=== RECORDS FOR THE EXERCISE ===

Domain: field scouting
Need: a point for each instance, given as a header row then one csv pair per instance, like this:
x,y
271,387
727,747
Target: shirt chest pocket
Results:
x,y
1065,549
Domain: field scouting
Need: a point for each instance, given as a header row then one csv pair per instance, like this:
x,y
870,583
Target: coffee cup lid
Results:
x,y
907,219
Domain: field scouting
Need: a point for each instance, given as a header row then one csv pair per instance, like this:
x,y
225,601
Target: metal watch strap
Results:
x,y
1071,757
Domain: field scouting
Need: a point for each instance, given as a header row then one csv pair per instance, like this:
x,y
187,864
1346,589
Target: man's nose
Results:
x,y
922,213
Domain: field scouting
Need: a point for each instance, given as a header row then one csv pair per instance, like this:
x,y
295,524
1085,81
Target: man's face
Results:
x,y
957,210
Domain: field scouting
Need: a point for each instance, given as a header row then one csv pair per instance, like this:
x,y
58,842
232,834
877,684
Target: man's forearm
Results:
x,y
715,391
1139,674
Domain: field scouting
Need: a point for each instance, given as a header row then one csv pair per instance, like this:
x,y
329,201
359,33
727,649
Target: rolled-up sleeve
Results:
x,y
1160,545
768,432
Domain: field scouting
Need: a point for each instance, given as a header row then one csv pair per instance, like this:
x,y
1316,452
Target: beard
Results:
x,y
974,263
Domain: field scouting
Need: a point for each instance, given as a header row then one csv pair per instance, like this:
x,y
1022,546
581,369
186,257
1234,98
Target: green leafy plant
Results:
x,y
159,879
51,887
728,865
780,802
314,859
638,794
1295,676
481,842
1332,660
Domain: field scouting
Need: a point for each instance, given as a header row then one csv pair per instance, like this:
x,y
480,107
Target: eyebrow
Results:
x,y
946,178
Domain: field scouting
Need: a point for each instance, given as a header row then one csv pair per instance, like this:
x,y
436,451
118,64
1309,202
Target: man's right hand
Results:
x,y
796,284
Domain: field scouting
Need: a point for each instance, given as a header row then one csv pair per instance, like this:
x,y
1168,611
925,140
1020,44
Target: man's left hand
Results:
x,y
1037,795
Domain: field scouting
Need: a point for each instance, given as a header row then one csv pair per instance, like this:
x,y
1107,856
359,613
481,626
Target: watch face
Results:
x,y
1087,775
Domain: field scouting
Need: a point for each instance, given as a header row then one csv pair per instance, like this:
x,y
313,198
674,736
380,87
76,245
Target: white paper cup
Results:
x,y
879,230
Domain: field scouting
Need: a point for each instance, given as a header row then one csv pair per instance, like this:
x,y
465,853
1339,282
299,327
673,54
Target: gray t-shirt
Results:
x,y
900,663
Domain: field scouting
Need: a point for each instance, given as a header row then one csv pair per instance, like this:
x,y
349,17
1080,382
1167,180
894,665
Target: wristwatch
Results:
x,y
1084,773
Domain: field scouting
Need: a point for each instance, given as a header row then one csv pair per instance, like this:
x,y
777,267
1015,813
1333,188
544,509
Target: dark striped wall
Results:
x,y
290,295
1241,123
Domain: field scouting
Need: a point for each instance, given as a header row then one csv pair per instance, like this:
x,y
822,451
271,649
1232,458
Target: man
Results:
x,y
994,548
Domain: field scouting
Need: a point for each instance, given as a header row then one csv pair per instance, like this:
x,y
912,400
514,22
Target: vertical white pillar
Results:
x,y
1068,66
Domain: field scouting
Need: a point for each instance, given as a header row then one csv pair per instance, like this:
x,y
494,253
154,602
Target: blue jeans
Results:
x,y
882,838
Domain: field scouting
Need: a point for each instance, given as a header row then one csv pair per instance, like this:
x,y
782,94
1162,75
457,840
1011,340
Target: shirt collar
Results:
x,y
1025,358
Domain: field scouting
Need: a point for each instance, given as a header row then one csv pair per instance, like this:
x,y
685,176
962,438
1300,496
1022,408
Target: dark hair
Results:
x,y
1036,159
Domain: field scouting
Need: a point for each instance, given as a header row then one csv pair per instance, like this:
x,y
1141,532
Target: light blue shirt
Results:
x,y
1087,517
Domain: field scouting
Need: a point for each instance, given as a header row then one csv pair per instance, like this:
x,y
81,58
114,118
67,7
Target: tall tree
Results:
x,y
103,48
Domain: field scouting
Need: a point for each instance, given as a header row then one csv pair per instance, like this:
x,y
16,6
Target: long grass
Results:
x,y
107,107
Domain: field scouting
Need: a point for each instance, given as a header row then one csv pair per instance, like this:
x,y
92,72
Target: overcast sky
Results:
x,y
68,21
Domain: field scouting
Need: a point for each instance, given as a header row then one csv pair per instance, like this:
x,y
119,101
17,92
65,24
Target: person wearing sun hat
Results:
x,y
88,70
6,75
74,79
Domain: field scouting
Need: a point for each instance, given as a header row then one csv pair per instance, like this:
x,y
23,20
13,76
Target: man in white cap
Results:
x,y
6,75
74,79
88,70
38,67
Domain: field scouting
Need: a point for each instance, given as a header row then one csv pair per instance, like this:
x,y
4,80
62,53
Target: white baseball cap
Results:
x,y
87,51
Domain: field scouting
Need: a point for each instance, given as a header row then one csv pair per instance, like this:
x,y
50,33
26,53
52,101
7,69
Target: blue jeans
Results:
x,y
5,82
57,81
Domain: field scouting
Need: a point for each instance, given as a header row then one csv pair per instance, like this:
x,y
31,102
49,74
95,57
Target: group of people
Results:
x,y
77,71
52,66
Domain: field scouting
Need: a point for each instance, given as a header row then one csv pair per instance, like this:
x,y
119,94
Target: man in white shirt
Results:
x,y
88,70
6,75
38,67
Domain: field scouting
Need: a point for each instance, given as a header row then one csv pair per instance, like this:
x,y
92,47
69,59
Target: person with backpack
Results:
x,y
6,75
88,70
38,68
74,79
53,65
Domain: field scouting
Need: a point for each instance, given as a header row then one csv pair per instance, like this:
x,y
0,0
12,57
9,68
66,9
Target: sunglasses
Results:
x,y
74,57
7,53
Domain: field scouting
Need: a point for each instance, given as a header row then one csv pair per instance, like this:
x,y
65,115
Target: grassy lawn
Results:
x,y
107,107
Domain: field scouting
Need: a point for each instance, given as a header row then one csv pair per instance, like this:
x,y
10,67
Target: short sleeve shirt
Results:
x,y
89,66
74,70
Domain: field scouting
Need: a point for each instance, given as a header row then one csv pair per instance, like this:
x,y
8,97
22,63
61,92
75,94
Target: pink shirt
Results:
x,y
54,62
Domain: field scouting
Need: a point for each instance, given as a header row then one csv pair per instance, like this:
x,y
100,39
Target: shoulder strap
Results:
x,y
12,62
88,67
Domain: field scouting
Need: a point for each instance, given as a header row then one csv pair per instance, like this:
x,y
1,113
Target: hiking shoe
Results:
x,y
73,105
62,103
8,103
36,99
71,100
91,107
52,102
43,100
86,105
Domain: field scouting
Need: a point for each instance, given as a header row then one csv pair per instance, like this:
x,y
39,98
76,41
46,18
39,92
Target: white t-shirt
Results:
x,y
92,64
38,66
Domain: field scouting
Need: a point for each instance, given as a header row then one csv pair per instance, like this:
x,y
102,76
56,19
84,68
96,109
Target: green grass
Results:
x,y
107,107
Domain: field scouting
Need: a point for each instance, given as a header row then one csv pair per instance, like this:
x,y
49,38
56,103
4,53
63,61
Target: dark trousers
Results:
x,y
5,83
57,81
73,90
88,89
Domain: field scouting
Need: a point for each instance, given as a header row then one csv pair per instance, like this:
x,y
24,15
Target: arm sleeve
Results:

===

## AIM
Report each line of the records above that contains the string "person". Treat uppercase and lowercase as different.

## SOLUTION
Target: person wearing sun hat
Target: person with backpack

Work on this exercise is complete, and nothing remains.